(Tasks to perform)
1. Answer these from the track generator source code below, one line each, marked as the questions are:
(a) What does the state parameter hold?
(b) What length does the docstring give for the detector?
(c) To how many decimal places is the returned value rounded?
2. For each statement, say whether it agrees with the track generator source code below. Answer yes or no and quote the words that decide it, marking each answer as the statement is.
(a) The function makes use of the Bfield parameter.
(b) Scipy finds the roots of this function.
(c) The termination condition is reached when the function returns one.

(Selected extract)

.....

Source code in src/spyral/core/track_generator.py

def forward_z_bound_condition(
    t: float,
    state: np.ndarray,
    Bfield: float,
    Efield: float,
    target: GasTarget | GasMixtureTarget,
    ejectile: NucleusData,
) -> float:
    """Detect if a solution has reached the end-of-detector-in-z condition

    Terminate the integration of the ivp if the condition specified has been reached.
    Scipy finds the roots of this function with the ivp. The parameters must match
    those given to the equation to be solved

    Parameters
    ----------
    t: float
        time step, unused
    state: ndarray
        the state of the particle (x,y,z,vx,vy,vz)
    Bfield: float
        the magnitude of the magnetic field, unused
    Efield: float
        the magnitude of the electric field, unused
    target: Target
        the material through which the particle travels, unused
    ejectile: NucleusData
        ejectile (from the reaction) nucleus data, unused

    Returns
    -------
    float
        The difference between the current z position and the length of the detector (1m). When
        this function returns zero the termination condition has been reached.

    """
    return np.round(state[2] - 1.0, decimals=3)

.....

(Data excerpts)
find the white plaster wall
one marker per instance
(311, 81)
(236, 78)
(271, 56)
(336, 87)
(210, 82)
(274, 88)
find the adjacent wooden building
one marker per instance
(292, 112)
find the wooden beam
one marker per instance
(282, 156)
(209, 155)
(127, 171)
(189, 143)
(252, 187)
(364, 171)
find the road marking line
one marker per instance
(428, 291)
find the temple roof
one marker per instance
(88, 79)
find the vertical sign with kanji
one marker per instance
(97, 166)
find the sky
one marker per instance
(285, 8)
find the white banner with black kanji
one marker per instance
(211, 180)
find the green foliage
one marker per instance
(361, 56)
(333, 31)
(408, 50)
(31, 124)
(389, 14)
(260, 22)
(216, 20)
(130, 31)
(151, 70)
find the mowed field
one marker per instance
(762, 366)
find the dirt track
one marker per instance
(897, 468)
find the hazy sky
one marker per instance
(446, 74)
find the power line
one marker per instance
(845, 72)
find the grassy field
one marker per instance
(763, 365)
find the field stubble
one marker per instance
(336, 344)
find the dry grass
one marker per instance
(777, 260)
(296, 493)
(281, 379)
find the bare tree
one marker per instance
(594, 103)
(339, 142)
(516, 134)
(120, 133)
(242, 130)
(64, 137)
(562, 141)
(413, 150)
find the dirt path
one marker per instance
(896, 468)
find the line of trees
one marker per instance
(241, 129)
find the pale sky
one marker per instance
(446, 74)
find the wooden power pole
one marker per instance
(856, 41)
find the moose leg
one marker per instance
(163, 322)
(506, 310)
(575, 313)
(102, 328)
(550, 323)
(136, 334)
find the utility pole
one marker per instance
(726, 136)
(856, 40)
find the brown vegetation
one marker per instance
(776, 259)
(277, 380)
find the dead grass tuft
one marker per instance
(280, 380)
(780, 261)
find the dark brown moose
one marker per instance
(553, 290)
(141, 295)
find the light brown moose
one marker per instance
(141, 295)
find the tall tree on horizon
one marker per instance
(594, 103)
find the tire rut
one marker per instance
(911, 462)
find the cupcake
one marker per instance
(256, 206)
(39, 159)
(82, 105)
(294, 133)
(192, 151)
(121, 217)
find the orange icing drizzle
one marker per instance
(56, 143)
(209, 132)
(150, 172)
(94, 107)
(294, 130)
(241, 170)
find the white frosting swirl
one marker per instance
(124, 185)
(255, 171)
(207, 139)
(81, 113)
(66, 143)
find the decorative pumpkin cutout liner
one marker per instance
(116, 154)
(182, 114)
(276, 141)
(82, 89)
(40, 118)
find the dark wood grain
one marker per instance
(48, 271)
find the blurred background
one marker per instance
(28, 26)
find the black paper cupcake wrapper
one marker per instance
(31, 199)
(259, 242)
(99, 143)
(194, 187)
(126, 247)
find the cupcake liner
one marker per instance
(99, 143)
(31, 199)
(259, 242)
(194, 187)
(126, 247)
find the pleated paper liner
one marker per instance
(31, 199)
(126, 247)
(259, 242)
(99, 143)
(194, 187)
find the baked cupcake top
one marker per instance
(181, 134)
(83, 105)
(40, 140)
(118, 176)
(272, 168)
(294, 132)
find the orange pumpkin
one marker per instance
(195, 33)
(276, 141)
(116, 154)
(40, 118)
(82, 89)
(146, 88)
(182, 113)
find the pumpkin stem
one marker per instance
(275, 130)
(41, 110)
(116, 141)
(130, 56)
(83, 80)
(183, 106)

.....

(Worked solutions)
1.
(a) The state of the particle (x,y,z,vx,vy,vz)
(b) 1m
(c) 3

2.
(a) No: "the magnitude of the magnetic field, unused"
(b) Yes: "Scipy finds the roots of this function with the ivp."
(c) No: "this function returns zero the termination condition has been reached"